- _To be done_:
Copy each of the following entries word for word, changing nothing.
start
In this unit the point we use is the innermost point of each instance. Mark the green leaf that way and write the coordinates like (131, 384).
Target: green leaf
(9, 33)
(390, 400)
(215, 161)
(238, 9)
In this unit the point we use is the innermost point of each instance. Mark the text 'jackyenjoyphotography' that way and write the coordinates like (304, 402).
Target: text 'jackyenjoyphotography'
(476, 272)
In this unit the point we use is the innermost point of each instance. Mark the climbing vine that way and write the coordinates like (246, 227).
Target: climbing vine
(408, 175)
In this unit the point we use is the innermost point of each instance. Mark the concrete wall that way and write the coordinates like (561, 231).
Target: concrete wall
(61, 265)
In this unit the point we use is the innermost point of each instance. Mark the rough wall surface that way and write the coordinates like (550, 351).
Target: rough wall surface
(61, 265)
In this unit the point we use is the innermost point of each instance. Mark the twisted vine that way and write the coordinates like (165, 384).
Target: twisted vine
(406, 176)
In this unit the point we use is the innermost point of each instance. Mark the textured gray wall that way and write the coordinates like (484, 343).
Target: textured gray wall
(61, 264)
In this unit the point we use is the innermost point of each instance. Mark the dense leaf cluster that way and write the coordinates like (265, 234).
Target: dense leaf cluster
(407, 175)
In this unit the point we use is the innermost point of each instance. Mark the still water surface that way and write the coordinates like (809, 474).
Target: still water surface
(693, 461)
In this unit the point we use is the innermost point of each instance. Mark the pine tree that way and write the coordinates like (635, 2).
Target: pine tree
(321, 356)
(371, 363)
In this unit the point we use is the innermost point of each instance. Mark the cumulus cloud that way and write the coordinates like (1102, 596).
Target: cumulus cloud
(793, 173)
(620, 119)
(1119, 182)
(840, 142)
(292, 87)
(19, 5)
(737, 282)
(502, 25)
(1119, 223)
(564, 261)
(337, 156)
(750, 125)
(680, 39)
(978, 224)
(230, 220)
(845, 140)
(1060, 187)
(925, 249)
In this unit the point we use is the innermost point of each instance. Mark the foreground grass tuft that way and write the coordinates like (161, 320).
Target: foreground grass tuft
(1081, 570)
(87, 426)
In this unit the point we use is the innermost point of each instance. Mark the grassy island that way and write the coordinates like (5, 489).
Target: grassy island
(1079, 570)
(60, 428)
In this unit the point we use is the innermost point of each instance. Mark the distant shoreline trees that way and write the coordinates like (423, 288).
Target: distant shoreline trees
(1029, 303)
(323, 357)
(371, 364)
end
- _Task result_:
In this unit the point we use is the innermost point of each instance. Mark the green leaf that way and write the coordinates like (131, 384).
Target: green leaf
(9, 33)
(390, 400)
(215, 161)
(238, 9)
In this unit the point we use is the innermost point of each instance. Mark the text 'jackyenjoyphotography' that way and write the coordinates like (304, 402).
Target: text 'jackyenjoyphotography'
(476, 272)
In this unit the point we use is the innermost point of each instance. Mark the climbing vine that way and write the coordinates like (246, 227).
Target: climbing vine
(408, 175)
In this unit the point we use is the innermost point of each instance. Mark the concrete wall that way and write the coordinates like (561, 231).
Target: concrete wall
(61, 265)
In this unit the point we use is the innermost point of each instance. Mark the rough wall surface that way and write the coordinates like (550, 351).
Target: rough wall surface
(61, 265)
In this unit the point we use is the innermost point of each instance. Mark the twisted vine that way and write the coordinates like (165, 384).
Target: twisted vine
(406, 176)
In this unit the point we use is the innermost point of each instance. Mark the textured gray wall that way and write the coordinates like (484, 343).
Target: textured gray wall
(61, 264)
In this unit the point we use is the innermost point of each instance. Mark the dense leaf cluster that way and write the coordinates like (265, 234).
Target: dense leaf cluster
(407, 175)
In this unit the point we use is the innermost point of each instance. Mark the still water surface that way and write the coordinates like (809, 474).
Target: still water surface
(693, 461)
In this unit the point we use is the innermost point of each instance. Mark the pine tree that way and write the coordinates like (635, 2).
Target: pine tree
(321, 356)
(371, 363)
In this unit the point we use is the innermost point of each instance. Mark the cumulus cloud that way and write the coordinates like (1102, 596).
Target: cumulus cloud
(793, 173)
(620, 119)
(1119, 182)
(840, 142)
(292, 87)
(19, 5)
(737, 282)
(502, 25)
(1119, 223)
(564, 261)
(337, 156)
(750, 125)
(680, 39)
(978, 224)
(230, 220)
(845, 140)
(1060, 187)
(925, 249)
In this unit the point we use is the innermost point of each instance. Mark the foreground grass tuft that way and write the coordinates like (161, 320).
Target: foreground grass tuft
(1081, 570)
(87, 426)
In this unit the point we use is the innermost point of each instance. Mark the grassy island that way and write the coordinates like (5, 489).
Target: grassy island
(1079, 570)
(60, 428)
In this unit the point we use is the innermost point of each instance. Mark the distant shoreline trees that way and write the coordinates like (423, 288).
Target: distant shoreline trees
(1029, 303)
(323, 357)
(371, 364)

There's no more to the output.